THE DATA:

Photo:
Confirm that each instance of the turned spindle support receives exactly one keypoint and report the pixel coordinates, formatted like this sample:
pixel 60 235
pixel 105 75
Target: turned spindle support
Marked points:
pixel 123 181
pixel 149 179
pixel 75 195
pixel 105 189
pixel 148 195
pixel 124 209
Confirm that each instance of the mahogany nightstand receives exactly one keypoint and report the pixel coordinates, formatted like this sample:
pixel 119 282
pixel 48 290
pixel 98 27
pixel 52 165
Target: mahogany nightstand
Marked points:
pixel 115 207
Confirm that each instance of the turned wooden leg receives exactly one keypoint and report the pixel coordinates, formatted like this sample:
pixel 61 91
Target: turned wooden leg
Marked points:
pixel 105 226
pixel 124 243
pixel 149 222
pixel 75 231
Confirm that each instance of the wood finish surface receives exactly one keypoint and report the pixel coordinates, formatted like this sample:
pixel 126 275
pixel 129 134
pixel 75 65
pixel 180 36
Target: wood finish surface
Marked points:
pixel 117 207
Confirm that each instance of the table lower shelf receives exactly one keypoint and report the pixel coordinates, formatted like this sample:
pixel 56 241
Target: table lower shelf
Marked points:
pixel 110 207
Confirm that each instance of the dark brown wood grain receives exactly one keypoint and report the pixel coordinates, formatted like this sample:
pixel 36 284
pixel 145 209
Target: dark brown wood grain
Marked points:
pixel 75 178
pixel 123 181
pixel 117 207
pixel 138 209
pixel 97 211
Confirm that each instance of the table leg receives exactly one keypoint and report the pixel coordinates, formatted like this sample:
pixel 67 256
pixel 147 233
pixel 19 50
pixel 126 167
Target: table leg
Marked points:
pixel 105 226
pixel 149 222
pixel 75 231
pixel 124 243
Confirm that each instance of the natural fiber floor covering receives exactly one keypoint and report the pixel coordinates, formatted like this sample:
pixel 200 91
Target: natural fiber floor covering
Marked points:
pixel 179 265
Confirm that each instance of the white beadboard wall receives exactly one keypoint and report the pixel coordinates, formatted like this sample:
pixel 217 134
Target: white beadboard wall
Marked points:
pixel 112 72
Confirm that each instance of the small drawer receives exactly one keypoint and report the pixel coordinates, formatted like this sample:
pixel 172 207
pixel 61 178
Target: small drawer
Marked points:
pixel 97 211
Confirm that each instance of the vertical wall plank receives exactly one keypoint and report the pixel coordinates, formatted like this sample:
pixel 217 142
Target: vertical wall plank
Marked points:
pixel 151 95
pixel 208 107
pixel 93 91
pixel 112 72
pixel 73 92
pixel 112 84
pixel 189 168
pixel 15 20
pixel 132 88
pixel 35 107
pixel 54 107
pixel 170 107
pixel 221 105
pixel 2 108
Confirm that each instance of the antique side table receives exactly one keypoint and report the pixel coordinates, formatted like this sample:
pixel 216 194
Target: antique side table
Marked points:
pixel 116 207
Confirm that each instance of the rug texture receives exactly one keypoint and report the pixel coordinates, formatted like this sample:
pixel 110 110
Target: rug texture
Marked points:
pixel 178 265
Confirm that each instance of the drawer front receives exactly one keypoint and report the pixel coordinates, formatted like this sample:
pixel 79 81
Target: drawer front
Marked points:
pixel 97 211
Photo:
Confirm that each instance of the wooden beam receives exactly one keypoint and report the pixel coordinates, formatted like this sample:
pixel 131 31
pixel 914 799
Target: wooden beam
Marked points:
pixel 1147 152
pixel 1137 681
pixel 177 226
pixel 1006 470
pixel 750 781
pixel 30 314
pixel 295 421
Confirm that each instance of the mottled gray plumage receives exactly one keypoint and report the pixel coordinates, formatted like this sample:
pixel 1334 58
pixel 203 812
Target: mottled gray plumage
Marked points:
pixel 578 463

TASK OBJECTIVE: A verbatim reproduction of all the records above is the expected answer.

TASK SOLUTION:
Photo:
Confirm that each instance of the turned spindle support receives exactly one keypoint and report the pixel coordinates, formatted like this sample:
pixel 60 235
pixel 105 75
Target: turned spindle support
Marked points:
pixel 123 181
pixel 149 179
pixel 75 195
pixel 105 189
pixel 148 195
pixel 124 209
Confirm that each instance of the mahogany nightstand receives exactly one keypoint and report the pixel coordinates, formatted like this sample:
pixel 119 282
pixel 48 290
pixel 98 27
pixel 52 165
Target: mahogany nightstand
Marked points:
pixel 115 207
Confirm that each instance of the turned wooden leg receives exactly one keypoint and report the pixel coordinates, formatted like this sample:
pixel 61 91
Target: turned wooden leg
Marked points:
pixel 105 226
pixel 124 243
pixel 149 222
pixel 75 231
Confirm that each instance of the wood finish surface receives exactly one keypoint and report the pixel coordinates, formatted like this sample:
pixel 126 275
pixel 129 134
pixel 75 65
pixel 180 36
Target: wood finish surface
Marked points:
pixel 117 207
Confirm that each instance of the table lower shelf receives exactly one keypoint and report the pixel coordinates, formatted like this sample:
pixel 56 241
Target: table lower shelf
Marked points:
pixel 110 207
Confirm that each instance of the dark brown wood grain receives exactly one keypoint and report the pixel coordinates, formatted like this sample:
pixel 36 284
pixel 145 209
Target: dark brown wood grain
Marked points:
pixel 75 178
pixel 123 181
pixel 117 207
pixel 138 209
pixel 97 211
Confirm that each instance of the table leg receives exactly one keypoint and report the pixel coordinates, formatted like this sample:
pixel 67 256
pixel 147 233
pixel 19 50
pixel 126 167
Target: table leg
Marked points:
pixel 105 226
pixel 149 222
pixel 75 231
pixel 124 243
Confirm that each instance of the natural fiber floor covering receives exactly one keypoint and report the pixel coordinates, formatted like this sample:
pixel 200 91
Target: natural fiber floor covering
Marked points:
pixel 179 265
Confirm that each instance of the white beadboard wall receives exactly one keypoint and report the pixel coordinates, formatted like this sample:
pixel 217 134
Target: white beadboard wall
Marked points:
pixel 112 72
Confirm that each instance of the small drawer receives exactly one keypoint and report the pixel coordinates, formatted like this sample:
pixel 172 207
pixel 61 178
Target: small drawer
Marked points:
pixel 97 211
Confirm that each instance of the vertical wall plank receives exactly one keypoint and report the pixel coordinates, formatted like this sample:
pixel 217 142
Target: vertical wall plank
Marked points:
pixel 151 95
pixel 208 107
pixel 93 91
pixel 112 72
pixel 73 92
pixel 112 84
pixel 189 168
pixel 15 20
pixel 132 88
pixel 35 107
pixel 54 107
pixel 170 107
pixel 221 105
pixel 2 108
Confirm that each instance of the antique side table receives exactly one keypoint and report the pixel coordinates, formatted like this sample:
pixel 216 194
Target: antique side table
Marked points:
pixel 116 207
Confirm that each instance of the rug texture receives exactly one keypoint and report the pixel coordinates, formatted like this sample:
pixel 110 110
Target: rug texture
Marked points:
pixel 178 265
Confirm that each instance of the drawer front receives exactly one keypoint and report the pixel coordinates, formatted like this sample:
pixel 79 81
Target: drawer front
Marked points:
pixel 97 211
Photo:
Confirm that each instance of the wooden beam receives exactly one keypoint and report the pixel coordinates, formatted like this sample:
pixel 131 31
pixel 914 799
Target: wooden beam
Marked points:
pixel 1147 152
pixel 1137 681
pixel 177 226
pixel 1006 470
pixel 750 781
pixel 30 314
pixel 295 421
Confirm that each instance of the mottled gray plumage receives exactly one keypoint and report the pixel coordinates, formatted like this sample:
pixel 1334 58
pixel 203 812
Target: mottled gray plumage
Marked points:
pixel 578 463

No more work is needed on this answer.